■ **OBJECTIVE**: Please recast the material below as a Markdown table with the columns Row and Entry, one numbered row per line and blank lines left out, covering everything from the line containing "Indicate a point on each instance of the gravel" down to the line containing "[(68, 230), (108, 225), (160, 228)]", both included.
Start
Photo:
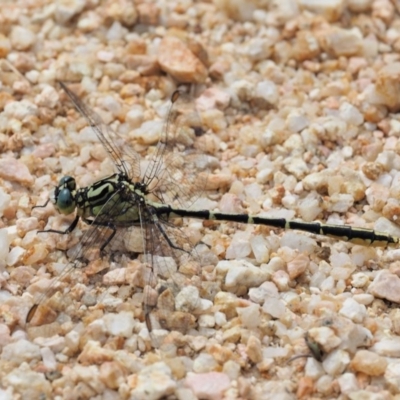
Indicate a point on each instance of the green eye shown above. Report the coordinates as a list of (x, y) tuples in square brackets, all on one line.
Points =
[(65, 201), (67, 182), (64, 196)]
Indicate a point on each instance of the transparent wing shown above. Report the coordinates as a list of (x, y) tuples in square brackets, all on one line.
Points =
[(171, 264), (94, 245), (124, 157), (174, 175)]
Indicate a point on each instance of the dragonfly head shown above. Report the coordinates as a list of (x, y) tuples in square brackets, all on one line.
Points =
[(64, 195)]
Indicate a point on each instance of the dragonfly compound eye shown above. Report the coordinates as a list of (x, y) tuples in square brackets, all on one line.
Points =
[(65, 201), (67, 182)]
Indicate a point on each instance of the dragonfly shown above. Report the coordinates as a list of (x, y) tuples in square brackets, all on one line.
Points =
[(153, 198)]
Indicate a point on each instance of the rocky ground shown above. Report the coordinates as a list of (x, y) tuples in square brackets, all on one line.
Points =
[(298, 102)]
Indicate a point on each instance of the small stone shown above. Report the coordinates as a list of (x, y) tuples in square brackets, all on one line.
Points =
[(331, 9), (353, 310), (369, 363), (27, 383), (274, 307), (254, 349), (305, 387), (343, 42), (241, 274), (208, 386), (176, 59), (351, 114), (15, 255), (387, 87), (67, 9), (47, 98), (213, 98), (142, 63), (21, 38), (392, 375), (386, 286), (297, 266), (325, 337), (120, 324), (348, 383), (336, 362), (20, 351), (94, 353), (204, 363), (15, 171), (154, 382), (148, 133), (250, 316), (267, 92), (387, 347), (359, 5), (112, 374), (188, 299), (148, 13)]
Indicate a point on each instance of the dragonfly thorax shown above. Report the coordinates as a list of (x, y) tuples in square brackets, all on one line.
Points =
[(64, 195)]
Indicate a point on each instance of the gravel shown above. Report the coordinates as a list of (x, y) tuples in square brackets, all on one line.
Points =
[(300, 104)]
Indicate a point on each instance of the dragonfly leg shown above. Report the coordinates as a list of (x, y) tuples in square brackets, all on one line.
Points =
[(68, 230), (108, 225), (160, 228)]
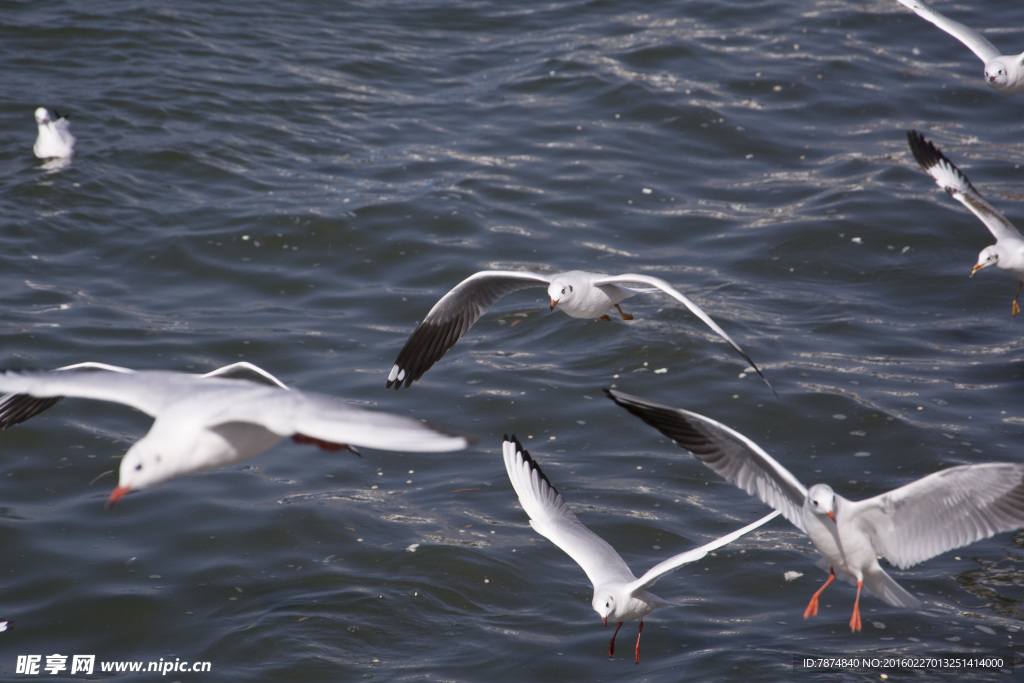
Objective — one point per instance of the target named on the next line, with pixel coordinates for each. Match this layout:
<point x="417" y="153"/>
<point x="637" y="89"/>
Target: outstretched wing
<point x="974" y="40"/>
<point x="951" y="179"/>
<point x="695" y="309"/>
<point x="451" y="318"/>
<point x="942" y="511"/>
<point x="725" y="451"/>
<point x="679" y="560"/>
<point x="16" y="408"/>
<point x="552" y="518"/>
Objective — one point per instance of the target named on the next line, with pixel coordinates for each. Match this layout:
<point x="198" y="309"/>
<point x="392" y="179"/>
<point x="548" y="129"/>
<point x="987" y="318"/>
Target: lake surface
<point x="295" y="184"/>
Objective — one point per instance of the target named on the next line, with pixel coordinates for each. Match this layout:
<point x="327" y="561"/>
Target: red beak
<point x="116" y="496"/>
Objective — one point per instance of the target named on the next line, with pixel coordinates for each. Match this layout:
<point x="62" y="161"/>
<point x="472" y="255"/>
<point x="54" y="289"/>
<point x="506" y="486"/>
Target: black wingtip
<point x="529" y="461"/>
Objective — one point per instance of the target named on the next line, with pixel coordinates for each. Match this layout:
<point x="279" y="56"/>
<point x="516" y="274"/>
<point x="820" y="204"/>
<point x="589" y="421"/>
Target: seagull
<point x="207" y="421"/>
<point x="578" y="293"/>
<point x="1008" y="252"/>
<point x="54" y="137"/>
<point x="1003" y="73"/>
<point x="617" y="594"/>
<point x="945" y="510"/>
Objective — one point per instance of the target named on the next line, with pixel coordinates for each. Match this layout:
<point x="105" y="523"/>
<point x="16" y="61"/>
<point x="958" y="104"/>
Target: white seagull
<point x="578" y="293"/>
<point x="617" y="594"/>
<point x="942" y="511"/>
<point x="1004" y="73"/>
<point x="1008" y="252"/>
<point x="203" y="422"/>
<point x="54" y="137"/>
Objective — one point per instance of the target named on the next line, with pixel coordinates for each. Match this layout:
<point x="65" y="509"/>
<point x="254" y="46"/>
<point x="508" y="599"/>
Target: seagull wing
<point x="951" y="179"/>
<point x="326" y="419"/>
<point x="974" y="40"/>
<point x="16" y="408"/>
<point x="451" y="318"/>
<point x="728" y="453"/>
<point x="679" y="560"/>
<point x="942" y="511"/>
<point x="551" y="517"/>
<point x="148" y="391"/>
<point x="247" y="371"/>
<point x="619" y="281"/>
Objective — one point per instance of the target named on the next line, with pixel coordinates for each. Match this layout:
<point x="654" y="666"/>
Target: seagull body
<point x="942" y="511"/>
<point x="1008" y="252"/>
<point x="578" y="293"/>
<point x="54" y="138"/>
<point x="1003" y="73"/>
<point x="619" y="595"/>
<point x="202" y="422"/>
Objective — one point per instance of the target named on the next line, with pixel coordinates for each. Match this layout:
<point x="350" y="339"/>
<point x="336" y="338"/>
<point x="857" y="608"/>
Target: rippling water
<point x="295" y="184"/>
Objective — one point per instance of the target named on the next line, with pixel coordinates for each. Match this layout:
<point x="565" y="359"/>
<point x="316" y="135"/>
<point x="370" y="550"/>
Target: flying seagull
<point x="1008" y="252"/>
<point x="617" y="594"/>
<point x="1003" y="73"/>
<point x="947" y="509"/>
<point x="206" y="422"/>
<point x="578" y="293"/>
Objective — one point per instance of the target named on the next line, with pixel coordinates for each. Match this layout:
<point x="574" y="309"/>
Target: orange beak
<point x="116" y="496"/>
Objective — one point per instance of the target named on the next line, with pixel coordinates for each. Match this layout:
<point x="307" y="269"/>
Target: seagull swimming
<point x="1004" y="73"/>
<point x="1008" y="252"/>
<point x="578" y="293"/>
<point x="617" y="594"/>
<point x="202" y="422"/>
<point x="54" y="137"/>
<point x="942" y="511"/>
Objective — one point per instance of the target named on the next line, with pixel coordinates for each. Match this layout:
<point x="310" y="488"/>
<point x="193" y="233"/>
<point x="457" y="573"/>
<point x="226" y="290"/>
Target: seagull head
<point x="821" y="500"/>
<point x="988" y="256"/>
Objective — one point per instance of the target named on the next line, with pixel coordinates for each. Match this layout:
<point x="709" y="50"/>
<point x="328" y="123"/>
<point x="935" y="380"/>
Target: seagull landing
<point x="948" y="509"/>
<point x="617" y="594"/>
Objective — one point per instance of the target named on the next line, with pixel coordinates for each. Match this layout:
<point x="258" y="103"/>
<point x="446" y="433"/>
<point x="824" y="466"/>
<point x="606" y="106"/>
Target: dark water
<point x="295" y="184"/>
End
Start
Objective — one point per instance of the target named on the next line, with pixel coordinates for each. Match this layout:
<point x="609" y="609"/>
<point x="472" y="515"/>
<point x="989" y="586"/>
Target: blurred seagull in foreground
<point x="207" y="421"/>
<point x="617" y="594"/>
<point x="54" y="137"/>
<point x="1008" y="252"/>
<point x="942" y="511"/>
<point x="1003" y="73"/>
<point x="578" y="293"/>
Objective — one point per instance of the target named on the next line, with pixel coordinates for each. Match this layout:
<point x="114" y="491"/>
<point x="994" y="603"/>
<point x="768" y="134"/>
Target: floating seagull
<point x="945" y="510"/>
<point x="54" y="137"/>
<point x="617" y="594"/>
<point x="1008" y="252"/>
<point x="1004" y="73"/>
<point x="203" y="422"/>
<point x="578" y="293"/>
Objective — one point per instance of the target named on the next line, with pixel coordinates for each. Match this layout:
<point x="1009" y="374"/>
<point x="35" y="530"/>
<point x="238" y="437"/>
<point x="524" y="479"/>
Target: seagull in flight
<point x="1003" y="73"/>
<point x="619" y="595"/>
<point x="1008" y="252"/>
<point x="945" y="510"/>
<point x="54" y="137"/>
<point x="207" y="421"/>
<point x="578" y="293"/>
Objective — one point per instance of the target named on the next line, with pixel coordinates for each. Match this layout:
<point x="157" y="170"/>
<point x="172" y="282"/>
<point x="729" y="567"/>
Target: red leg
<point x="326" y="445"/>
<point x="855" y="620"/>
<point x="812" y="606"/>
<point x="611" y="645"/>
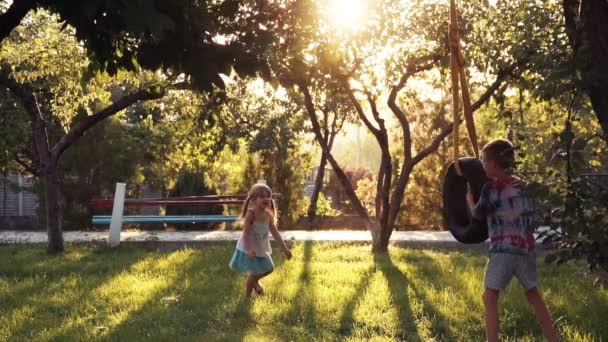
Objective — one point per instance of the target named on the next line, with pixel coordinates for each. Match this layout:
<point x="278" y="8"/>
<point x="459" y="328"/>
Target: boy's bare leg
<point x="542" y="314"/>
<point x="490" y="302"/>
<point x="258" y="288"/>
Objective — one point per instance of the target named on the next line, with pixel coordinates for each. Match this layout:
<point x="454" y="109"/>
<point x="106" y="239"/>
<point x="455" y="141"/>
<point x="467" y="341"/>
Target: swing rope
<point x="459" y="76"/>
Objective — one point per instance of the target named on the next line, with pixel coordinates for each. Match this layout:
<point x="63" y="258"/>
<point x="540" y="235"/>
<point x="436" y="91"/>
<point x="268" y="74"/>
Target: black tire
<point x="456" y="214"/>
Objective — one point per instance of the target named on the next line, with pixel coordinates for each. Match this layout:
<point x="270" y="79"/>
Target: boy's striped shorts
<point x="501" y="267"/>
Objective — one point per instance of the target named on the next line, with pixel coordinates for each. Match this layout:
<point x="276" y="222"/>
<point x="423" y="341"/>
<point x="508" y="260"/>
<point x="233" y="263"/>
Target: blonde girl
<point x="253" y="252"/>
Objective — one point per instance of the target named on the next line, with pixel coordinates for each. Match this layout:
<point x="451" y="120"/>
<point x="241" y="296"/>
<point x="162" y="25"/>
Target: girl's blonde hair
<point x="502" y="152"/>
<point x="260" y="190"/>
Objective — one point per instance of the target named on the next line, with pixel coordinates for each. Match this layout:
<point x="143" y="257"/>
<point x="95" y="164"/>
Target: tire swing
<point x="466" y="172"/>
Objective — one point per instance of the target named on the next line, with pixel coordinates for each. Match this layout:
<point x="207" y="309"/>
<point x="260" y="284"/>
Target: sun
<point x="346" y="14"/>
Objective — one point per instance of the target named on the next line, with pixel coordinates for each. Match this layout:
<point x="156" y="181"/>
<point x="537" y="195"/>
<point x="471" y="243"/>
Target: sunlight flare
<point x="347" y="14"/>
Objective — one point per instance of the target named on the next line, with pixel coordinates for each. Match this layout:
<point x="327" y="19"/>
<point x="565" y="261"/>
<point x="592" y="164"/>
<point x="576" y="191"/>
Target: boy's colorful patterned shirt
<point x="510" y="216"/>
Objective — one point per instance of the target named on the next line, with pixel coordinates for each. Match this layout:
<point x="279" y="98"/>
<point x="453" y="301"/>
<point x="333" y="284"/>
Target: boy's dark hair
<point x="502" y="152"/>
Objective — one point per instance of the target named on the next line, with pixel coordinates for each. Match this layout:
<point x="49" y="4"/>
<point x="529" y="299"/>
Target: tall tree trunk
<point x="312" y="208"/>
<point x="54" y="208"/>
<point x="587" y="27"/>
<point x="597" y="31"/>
End
■ **EXPECTED OUTPUT**:
| Row | Entry |
|---|---|
| 1 | Indicate a point on each instance of the gravel shown above. Report the coordinates as a list of (x, y) tuples in square brackets, all on one line. |
| 2 | Points = |
| 3 | [(300, 104)] |
| 4 | Indicate a point on each instance of the dragonfly leg shown above. Report the coordinates as a list of (x, y) tuples in square brackets, all on one line. |
| 5 | Points = |
| 6 | [(68, 230), (108, 225), (160, 228)] |